What you need to do
1 - Decide whether each statement agrees with the passage on High Desert Test Sites below. Answer yes or no for each and quote the words of the passage that decide it.
(a) HDTS was started in 2002.
(b) HDTS is a for-profit gallery.
(c) Most HDTS projects are meant to remain permanently in place.
2 - Carry on the passage on High Desert Test Sites below, picking up after its final sentence.

Page extract
§
High Desert Test Sites , cofounded and directed by Andrea Zittel, is a nonprofit arts organization based in Joshua Tree, California. Started in 2002 by a loosely knit group of collaborators (Andrea Zittel, Andy Stillpass, John Connelly, Shaun Regen and Lisa Anne Auerbach), HDTS has since hosted the work of more than 450 artists, 11 expansive site-specific programs, and 25 solo projects.
As a conceptual entity HDTS is dedicated to “learning from what we are not” and the belief that intimately engaging with our high desert community can offer new insights and perspectives, often challenging art to take on new areas of relevancy.
To challenge traditional conventions of ownership, property, and patronage. Most projects will ultimately belong to no one and are intended to melt back into the landscape as new ones emerge.
To insert art directly into a life, a landscape, or a community where it will sink or swim based on a set of criteria beyond that of art world institutions and galleries.
§
Record excerpts
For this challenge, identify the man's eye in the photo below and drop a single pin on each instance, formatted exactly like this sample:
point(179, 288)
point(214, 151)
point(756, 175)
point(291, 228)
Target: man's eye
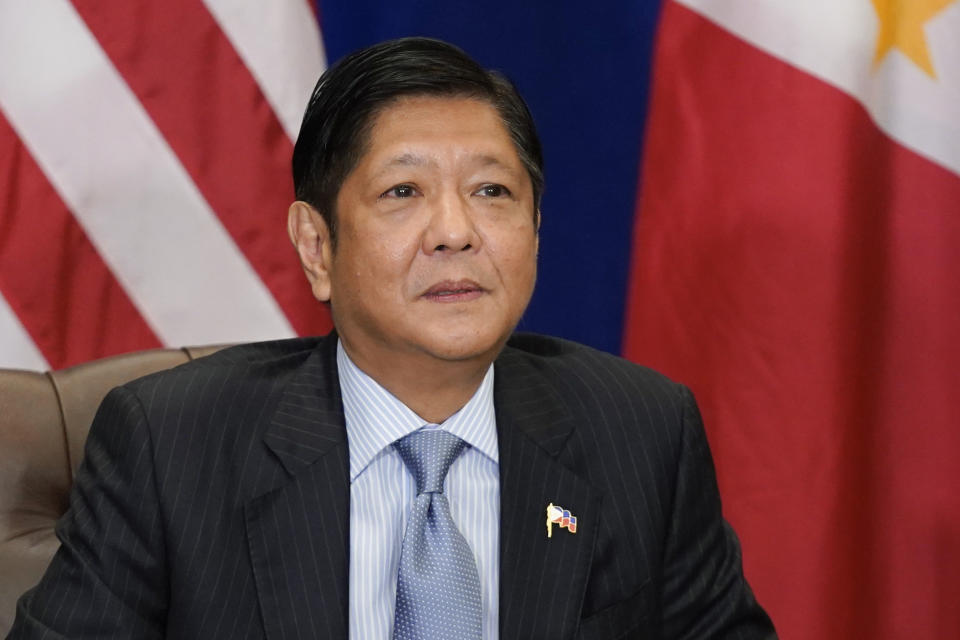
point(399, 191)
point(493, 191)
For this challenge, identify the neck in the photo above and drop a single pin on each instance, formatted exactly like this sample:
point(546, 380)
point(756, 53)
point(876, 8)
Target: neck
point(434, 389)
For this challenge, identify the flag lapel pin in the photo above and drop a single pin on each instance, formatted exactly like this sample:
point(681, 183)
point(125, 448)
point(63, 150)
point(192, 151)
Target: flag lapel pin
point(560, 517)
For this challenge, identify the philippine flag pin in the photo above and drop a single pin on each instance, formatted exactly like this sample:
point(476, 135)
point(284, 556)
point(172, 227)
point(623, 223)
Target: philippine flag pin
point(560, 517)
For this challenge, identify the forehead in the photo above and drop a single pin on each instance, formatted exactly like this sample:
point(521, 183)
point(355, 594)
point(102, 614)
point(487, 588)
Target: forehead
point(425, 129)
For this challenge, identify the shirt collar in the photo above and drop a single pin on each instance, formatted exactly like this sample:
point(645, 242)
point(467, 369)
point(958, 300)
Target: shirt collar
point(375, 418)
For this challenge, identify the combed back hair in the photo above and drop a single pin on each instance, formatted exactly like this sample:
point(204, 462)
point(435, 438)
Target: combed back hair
§
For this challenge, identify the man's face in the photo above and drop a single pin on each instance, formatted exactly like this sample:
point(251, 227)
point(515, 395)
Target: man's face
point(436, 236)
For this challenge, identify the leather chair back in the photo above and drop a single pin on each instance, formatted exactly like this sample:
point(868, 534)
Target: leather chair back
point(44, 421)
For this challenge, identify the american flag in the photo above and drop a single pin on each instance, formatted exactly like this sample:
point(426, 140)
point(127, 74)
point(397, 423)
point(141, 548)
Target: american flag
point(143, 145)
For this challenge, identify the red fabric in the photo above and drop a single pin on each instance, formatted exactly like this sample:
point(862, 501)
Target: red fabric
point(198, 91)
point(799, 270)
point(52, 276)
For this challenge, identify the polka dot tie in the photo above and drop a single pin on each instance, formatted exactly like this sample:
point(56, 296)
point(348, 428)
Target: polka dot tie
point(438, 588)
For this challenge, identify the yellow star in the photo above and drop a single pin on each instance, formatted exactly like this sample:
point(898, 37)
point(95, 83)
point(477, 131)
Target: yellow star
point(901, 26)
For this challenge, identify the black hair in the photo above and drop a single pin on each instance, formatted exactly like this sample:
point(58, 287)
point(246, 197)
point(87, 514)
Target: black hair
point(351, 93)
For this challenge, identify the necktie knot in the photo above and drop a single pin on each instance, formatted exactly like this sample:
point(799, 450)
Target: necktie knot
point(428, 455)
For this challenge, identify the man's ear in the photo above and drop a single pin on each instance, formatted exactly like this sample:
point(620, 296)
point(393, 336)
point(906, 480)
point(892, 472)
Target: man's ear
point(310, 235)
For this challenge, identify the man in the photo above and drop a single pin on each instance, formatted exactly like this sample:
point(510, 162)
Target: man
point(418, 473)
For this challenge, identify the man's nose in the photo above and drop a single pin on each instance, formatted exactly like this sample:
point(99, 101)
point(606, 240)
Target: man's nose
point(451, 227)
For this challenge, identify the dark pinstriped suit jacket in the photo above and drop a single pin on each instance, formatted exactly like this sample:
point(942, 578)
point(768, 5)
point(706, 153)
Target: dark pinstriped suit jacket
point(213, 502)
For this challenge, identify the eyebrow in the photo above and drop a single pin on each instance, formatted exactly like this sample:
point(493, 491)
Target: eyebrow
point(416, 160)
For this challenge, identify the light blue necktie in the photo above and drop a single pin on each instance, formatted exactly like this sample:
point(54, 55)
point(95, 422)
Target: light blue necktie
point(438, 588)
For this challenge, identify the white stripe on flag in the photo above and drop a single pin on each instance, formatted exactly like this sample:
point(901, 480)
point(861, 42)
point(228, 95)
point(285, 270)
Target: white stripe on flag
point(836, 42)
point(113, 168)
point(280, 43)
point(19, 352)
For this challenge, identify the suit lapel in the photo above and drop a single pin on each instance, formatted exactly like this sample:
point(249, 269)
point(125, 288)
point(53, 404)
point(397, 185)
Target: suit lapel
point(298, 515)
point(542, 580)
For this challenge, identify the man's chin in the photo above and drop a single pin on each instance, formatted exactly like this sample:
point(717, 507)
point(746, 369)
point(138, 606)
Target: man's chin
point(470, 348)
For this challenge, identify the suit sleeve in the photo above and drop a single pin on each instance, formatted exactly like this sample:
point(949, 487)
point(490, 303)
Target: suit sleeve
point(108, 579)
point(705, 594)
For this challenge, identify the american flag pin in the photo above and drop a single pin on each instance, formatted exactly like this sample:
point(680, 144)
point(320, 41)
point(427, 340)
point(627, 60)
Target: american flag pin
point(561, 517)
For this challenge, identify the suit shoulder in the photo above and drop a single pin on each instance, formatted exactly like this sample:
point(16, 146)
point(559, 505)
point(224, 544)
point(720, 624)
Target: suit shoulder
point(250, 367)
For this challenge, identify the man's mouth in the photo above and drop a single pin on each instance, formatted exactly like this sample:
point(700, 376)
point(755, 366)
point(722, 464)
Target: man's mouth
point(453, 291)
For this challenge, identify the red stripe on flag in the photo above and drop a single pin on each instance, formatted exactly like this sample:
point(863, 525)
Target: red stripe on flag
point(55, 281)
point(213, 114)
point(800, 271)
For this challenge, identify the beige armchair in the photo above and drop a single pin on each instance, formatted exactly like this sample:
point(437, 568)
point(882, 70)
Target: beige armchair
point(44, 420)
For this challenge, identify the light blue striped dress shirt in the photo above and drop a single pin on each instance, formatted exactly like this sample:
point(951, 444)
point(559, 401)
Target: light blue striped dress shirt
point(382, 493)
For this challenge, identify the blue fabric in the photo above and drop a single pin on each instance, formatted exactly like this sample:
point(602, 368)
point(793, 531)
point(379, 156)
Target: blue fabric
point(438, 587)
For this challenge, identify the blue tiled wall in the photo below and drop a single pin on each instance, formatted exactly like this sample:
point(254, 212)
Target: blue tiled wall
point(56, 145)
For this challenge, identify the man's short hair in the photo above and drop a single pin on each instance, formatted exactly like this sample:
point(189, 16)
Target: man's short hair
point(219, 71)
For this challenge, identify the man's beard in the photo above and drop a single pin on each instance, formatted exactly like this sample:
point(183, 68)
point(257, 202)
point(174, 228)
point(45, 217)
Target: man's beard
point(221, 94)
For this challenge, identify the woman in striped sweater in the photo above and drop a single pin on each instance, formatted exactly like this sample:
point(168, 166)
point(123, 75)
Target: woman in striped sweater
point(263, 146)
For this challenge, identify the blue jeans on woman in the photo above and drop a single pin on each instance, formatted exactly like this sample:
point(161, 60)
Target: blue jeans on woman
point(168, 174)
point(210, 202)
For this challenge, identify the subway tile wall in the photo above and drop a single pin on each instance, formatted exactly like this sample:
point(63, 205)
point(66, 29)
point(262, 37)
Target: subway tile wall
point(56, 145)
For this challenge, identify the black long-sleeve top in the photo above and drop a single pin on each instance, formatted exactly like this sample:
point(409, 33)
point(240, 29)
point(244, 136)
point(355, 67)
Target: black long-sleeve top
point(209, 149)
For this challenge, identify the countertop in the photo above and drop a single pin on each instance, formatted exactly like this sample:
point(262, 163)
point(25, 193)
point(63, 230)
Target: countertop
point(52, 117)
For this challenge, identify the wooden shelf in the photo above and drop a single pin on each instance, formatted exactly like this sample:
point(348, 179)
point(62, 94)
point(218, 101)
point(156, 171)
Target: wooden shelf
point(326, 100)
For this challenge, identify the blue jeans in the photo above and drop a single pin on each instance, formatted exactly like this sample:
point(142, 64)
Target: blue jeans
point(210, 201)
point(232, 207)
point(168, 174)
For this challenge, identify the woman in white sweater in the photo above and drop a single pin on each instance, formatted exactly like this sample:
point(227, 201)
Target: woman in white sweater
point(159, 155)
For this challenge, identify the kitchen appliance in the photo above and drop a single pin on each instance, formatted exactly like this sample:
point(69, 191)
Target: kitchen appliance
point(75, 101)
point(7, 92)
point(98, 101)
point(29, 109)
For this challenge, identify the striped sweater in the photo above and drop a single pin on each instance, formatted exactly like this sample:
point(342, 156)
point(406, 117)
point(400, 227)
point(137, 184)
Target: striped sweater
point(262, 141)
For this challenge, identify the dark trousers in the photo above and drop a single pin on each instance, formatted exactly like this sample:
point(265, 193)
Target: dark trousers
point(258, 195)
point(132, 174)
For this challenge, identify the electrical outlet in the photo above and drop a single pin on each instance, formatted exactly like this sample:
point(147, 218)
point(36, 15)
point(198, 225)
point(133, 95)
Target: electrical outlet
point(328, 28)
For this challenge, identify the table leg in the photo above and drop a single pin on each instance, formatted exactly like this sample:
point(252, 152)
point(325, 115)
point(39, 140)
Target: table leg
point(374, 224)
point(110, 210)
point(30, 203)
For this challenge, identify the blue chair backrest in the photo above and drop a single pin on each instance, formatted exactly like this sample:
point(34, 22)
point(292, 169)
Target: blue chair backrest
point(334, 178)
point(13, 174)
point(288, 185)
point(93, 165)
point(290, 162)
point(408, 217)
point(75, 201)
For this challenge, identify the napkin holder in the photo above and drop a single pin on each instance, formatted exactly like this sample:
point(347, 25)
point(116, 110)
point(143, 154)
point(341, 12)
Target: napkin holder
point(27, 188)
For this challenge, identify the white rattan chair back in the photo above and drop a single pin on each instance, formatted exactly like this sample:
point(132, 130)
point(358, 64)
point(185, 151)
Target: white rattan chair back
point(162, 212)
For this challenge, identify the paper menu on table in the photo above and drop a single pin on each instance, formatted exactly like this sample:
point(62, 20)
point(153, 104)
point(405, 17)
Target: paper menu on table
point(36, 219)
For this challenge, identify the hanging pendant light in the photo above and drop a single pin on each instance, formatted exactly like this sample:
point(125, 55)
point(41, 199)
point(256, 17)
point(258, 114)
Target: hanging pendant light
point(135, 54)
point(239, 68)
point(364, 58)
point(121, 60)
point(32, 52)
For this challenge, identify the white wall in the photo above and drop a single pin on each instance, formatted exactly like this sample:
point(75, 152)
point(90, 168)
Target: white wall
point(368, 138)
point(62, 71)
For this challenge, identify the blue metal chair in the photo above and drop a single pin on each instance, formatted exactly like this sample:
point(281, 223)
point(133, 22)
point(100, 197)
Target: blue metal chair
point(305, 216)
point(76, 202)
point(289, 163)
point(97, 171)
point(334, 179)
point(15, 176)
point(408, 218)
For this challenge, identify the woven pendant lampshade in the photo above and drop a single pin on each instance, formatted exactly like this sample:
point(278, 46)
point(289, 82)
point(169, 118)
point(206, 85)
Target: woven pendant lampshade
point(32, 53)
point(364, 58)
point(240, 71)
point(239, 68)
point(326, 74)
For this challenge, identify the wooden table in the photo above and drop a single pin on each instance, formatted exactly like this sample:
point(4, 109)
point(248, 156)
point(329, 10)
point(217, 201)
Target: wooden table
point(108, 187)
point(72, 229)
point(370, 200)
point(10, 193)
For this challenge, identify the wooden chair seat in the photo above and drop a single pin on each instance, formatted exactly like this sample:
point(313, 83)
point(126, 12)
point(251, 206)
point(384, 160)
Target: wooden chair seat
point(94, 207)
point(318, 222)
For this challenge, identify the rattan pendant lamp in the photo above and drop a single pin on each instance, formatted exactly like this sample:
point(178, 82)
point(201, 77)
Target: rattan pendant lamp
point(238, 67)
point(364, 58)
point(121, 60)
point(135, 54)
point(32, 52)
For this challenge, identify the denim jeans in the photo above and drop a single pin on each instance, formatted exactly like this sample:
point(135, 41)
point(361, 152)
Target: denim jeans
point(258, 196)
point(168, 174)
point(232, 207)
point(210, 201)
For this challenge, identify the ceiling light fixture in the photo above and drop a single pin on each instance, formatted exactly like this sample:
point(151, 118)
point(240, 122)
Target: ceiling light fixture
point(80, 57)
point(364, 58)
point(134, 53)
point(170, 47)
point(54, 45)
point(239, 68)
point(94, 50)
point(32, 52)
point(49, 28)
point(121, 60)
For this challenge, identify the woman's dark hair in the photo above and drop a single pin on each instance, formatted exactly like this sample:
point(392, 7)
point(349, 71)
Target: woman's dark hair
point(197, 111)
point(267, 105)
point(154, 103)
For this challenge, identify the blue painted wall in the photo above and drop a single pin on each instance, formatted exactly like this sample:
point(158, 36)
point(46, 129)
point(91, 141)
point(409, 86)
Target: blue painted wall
§
Task-by-task results
1 -
(a) Yes: "Started in 2002 by a loosely knit group of collaborators"
(b) No: "is a nonprofit arts organization based in Joshua Tree, California"
(c) No: "are intended to melt back into the landscape as new ones emerge"

2 -
To encourage art that remains in the context for which it was created - work will be born, live, and die in the same spot.
To initiate an organism in its own right-one that is bigger and richer than the vision of any single artist, architect, designer, or curator.
To create a center outside of any preexisting centers. We are inspired by individuals and groups working outside of existing cultural capitals, who are able to make intellectually rigorous and culturally relevant work in whatever location they happen to be in.
To find common ground between contemporary art and localized art issues.
To contribute to a community in which art can truly make a difference. HDTS exists in a series of communities that edge one of the largest suburban sprawls in the nation. Many of the artists who settle in this area are from larger cities, but want to live in a place where they can shape the development of their own community. For the time being, there is still a feeling in the air that if we join together we can still hold back the salmon stucco housing tracts and big box retail centers. Well maybe.
Who We Are
Lisa Anne Auerbach
Shaun Caley Regen
CURRENTLY ADMINISTERED BY
Vanesa Zendejas - Acting Director
Elena Yu - Programming Manager
Kristy Campbell, Emily Endo and Sydney Foreman. Thanks to Elizabeth Carr and Zena Carr at the Sky Village Swap Meet! RIP Bob Carr.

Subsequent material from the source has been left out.